» TEXTO DE LECTURA
Me abruma la carga de responsabilidad de tener que pensar una justicia mejor. Una de nuestras labores como feministas es cuestionar todo, entre eso está cuestionar lo que entendemos como justicia, sus dispositivos, sus instituciones. Tenemos que pensar en todas las formas de opresión y que la justicia ordinaria siempre castiga a lxs más desfavorecidxs, a lxs más precarizados, a lxs más excluidxs y que el sistema penal está todo roto y no rehabilita y tener toda esa consideración. ¿No puedo decir que lo quiero preso y pensar que la cárcel resuelve nuestros problemas? ¿No puedo ni imaginar la ficción en la que si está tras las rejas yo estoy más segura, menos dolida y menos lastimada por esta misma sociedad? ¿No puedo querer eso y ya? Odio la fuerza de las contradicciones y los remanentes de un sentido común punitivista en el que al menos alguna vez me pude esconder sin todas esas preguntas.
Pienso en hacerlo público y vuelven las dudas sobre si me van a creer, si será así de poderoso y me va a arruinar la vida. Si hacer un tuit a la ligera me lleve a una demanda por calumnia e injuria con uno de esos abogados mediáticos que siempre defienden lo que es moralmente reprochable en Colombia. No sé si era un mal tipo, pero si ese es el caso ¿los malos tipos no pueden cambiar? ¿Que tengamos esas coincidencias ideológicas y que él sea un “humanista” no le da más chances? Si sólo fui yo y las consecuencias sí son en su contra ¿Quiero que pierda toda posibilidad laboral para toda la vida? ¿que sea un paria? ¿Eso a mí me va a hacer sentir mejor? ¿Esa va a ser mi justicia? ¿Cambiaría algo para nosotras, para todas, si hago una denuncia pública?
Scrolleo en su perfil y tengo mareo pero me hago todas esas preguntas en voz alta. Mis pretensiones -a veces creo que nuestras- pero en este caso son muy mías. Siempre fueron más sencillas: quería que no nos volviéramos a cruzar e incluso, para hacerla fácil, me fui del país. Sin embargo henos acá: él congraciándose con mis amistades y diciendo babosadas feministas y yo siendo responsable, considerada y fiel a mis convicciones ¿Tan injusto va a ser? Sé que eso es fácil de resolver, porque si les digo a mis amigas y conocidas ellas lo sabrían y nuestro voz a voz sigue siendo una herramienta de resistencia feminista. Si al menos no dijera nada sobre el tema, si no estuviera por ahí opinando sobre lo que los hombres deberían hacer, si no fuera tan profundamente cínico en ese hecho, tan aleccionador. Nadie les pide tanto y sin embargo ellos corren todo el tiempo los límites que nosotras inútilmente ponemos para sentirnos seguras.

» LÍNEAS DADAS

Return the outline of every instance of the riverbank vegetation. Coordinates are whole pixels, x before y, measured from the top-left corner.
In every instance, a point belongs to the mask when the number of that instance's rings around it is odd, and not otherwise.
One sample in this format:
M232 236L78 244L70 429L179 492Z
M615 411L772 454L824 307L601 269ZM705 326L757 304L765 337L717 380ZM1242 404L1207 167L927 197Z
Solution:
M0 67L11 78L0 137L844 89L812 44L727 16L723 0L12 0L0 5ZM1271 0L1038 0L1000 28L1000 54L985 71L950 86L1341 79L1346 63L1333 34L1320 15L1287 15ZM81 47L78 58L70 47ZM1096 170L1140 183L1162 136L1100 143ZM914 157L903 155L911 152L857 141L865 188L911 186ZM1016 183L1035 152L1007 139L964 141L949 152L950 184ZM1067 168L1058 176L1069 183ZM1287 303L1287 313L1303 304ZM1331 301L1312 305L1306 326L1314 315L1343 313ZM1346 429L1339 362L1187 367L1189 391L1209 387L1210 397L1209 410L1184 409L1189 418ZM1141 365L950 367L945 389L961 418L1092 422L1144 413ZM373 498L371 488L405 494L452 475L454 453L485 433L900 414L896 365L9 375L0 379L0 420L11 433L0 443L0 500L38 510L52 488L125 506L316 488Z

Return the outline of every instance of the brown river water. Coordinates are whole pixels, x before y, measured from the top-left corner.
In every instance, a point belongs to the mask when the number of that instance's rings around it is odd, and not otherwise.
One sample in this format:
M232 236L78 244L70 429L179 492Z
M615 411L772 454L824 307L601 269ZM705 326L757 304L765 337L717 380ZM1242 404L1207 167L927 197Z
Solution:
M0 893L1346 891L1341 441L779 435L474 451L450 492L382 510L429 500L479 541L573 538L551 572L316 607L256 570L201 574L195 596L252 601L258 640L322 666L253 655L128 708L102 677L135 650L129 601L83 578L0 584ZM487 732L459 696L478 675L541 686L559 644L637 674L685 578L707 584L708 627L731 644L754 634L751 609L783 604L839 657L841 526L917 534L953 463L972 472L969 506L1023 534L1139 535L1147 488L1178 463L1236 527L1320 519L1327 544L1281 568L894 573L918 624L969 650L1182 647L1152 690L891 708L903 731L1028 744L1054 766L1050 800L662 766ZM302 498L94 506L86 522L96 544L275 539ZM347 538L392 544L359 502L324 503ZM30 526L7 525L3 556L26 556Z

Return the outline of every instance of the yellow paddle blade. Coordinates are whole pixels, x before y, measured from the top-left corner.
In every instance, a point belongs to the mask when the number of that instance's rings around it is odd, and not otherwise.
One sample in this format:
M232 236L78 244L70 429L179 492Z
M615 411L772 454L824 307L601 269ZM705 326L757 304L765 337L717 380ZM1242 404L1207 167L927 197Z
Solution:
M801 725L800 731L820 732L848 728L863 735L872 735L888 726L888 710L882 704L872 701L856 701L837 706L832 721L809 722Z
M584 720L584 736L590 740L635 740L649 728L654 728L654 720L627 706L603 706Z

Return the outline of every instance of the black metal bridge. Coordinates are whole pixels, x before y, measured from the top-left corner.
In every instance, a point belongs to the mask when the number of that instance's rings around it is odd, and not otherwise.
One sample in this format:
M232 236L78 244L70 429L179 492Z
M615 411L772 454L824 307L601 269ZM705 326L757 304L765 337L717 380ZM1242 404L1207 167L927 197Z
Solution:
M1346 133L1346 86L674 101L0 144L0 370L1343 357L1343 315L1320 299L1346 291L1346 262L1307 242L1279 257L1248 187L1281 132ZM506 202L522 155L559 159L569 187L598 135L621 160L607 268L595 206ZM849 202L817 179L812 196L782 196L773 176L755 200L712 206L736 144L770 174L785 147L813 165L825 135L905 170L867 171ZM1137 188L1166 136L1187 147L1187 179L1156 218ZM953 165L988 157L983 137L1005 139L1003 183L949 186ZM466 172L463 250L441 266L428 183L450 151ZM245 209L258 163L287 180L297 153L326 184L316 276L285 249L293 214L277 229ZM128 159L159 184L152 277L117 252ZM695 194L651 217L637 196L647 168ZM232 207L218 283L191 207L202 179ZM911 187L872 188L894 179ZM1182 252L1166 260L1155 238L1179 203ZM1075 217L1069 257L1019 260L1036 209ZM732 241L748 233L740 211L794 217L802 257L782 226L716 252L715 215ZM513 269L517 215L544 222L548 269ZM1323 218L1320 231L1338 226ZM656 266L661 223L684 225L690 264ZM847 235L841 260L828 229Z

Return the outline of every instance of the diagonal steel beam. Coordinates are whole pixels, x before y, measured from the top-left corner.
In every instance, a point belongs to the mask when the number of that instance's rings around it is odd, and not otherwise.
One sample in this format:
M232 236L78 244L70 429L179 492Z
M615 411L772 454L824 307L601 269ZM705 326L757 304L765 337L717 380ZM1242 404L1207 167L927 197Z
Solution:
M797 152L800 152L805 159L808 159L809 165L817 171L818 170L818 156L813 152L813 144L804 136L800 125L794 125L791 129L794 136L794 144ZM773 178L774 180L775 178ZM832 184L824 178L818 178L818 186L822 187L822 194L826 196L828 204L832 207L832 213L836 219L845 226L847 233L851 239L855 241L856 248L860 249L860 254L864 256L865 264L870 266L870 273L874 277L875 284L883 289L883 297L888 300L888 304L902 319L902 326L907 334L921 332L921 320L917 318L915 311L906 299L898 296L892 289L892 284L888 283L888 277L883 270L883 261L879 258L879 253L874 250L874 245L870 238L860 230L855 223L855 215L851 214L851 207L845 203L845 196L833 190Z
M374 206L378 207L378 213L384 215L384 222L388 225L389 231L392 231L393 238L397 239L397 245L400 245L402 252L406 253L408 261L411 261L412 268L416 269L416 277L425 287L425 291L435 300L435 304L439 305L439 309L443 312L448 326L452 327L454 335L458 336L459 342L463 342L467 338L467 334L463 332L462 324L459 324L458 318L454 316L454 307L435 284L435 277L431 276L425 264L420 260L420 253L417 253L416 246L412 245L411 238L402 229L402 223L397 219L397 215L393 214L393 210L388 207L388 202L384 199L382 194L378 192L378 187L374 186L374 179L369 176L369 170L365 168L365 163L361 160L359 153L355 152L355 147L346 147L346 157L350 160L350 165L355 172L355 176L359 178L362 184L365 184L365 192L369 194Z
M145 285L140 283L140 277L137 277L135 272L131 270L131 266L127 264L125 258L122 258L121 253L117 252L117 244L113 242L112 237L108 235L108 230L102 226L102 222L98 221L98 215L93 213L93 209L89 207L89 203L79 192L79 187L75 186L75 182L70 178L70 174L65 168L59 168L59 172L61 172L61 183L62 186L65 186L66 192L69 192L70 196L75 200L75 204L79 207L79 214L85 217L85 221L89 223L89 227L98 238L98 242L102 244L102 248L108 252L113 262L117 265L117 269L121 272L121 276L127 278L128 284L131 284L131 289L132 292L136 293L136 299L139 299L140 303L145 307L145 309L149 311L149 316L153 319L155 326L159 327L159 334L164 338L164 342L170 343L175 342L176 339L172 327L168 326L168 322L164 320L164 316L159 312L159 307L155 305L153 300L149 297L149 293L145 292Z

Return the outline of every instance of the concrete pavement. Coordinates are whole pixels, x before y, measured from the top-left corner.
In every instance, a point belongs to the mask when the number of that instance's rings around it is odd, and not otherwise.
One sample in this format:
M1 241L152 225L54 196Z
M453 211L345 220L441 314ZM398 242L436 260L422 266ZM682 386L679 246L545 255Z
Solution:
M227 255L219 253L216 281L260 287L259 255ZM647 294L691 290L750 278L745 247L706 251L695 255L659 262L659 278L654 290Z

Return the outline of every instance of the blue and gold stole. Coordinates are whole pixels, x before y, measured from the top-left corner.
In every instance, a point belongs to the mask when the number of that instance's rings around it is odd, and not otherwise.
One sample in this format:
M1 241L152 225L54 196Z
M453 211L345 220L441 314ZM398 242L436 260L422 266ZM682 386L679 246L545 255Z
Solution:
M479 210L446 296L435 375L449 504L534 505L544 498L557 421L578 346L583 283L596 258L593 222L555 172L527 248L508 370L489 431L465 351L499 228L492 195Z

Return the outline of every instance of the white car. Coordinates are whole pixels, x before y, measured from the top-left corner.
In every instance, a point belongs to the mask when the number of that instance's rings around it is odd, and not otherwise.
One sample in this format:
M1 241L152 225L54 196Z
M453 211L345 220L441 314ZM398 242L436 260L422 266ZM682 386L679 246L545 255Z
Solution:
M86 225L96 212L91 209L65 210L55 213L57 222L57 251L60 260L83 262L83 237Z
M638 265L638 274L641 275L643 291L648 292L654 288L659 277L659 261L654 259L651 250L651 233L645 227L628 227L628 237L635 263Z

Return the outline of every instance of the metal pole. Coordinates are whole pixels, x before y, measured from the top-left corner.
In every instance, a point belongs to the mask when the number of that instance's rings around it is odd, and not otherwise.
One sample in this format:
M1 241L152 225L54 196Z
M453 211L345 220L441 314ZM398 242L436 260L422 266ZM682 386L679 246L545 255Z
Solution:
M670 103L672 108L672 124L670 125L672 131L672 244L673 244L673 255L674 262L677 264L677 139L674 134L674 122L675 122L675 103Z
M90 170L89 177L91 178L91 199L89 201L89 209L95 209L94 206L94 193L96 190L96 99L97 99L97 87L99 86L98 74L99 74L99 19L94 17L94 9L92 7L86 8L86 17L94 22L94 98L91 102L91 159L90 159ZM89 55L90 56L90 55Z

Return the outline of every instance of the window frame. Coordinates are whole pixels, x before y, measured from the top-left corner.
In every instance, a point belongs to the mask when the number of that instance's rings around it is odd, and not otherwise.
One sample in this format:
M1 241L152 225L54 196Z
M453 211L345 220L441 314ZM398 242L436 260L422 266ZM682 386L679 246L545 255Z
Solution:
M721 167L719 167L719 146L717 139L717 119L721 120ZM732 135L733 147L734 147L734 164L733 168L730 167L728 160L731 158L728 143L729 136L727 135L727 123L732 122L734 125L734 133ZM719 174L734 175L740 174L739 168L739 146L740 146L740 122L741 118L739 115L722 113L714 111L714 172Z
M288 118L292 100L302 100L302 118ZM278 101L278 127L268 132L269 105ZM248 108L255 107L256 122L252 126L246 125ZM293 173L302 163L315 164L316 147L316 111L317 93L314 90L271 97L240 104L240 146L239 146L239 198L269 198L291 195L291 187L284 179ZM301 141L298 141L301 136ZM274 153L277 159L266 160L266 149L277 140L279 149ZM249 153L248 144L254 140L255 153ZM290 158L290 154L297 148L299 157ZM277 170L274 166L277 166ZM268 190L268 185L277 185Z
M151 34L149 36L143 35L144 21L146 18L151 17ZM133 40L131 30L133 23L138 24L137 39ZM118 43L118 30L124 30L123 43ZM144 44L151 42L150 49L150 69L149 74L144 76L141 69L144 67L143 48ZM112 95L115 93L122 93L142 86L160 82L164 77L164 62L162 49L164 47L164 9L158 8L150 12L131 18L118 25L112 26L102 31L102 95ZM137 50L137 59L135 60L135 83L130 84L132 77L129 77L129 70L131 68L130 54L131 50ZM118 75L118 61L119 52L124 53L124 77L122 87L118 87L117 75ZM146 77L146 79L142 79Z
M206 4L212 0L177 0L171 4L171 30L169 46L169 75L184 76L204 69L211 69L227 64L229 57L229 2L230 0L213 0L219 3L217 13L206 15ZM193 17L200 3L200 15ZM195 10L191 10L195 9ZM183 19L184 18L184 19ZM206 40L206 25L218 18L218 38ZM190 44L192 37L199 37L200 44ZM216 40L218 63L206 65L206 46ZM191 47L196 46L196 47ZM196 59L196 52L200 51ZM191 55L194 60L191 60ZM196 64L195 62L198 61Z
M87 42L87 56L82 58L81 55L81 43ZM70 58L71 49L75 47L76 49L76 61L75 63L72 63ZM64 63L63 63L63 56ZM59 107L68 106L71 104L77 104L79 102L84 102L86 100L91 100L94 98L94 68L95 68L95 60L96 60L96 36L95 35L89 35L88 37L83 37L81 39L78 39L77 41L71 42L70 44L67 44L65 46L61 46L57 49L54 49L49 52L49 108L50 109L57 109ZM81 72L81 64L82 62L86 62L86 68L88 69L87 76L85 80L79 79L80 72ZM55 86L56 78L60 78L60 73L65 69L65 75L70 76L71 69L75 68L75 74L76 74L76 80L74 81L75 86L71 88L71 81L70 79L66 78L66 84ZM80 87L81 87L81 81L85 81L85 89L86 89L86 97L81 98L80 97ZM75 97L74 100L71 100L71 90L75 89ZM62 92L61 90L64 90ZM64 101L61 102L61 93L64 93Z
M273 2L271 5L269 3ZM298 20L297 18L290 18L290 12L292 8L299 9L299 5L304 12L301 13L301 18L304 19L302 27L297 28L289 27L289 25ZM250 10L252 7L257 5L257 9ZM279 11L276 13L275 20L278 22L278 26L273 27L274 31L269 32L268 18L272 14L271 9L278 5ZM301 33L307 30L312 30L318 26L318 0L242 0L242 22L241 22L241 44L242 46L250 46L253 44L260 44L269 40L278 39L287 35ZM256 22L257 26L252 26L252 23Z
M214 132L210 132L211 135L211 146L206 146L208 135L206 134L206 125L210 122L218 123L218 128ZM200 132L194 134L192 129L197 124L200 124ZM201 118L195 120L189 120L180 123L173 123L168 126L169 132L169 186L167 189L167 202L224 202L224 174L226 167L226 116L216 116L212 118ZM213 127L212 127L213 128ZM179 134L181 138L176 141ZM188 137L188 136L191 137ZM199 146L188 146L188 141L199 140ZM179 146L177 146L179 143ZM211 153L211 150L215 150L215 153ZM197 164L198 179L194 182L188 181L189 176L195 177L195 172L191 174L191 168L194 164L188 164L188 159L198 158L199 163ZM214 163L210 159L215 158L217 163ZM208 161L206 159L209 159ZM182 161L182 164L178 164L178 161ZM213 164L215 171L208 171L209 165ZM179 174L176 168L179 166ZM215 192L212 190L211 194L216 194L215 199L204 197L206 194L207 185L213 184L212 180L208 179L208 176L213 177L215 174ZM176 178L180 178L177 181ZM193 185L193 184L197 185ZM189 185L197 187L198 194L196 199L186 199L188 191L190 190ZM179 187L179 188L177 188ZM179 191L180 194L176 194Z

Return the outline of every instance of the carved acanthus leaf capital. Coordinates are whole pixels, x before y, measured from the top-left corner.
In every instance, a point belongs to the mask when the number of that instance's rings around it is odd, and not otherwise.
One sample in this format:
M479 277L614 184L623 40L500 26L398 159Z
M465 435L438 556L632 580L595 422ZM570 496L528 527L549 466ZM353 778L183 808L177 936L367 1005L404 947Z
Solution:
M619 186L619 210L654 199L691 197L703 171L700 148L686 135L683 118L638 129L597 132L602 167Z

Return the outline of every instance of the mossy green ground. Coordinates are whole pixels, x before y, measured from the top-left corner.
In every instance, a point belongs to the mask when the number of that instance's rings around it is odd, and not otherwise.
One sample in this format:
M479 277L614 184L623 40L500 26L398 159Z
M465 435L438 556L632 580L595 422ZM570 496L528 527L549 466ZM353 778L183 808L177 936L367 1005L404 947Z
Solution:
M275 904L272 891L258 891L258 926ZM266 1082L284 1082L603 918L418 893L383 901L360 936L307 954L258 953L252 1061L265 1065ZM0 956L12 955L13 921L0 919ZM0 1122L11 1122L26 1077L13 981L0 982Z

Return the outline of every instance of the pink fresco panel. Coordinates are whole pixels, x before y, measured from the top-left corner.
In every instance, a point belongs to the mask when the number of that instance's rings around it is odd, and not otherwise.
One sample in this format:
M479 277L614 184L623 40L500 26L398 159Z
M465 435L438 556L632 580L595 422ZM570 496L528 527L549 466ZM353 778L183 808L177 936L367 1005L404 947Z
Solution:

» TAREAS POR HACER
a - Según el texto de lectura, ¿qué hizo quien escribe para no volver a cruzarse con él?
b - Copia sin cambios el fragmento del texto de lectura que va desde "Pienso en hacerlo" hasta "una denuncia pública?", con ambos incluidos.
c - En el texto de lectura, ¿a quiénes castiga siempre la justicia ordinaria? Menciónalos todos.

» RESPUESTAS POR TAREA
a - Se fue del país.

b -
Pienso en hacerlo público y vuelven las dudas sobre si me van a creer, si será así de poderoso y me va a arruinar la vida. Si hacer un tuit a la ligera me lleve a una demanda por calumnia e injuria con uno de esos abogados mediáticos que siempre defienden lo que es moralmente reprochable en Colombia. No sé si era un mal tipo, pero si ese es el caso ¿los malos tipos no pueden cambiar? ¿Que tengamos esas coincidencias ideológicas y que él sea un “humanista” no le da más chances? Si sólo fui yo y las consecuencias sí son en su contra ¿Quiero que pierda toda posibilidad laboral para toda la vida? ¿que sea un paria? ¿Eso a mí me va a hacer sentir mejor? ¿Esa va a ser mi justicia? ¿Cambiaría algo para nosotras, para todas, si hago una denuncia pública?

c - A lxs más desfavorecidxs, a lxs más precarizados y a lxs más excluidxs.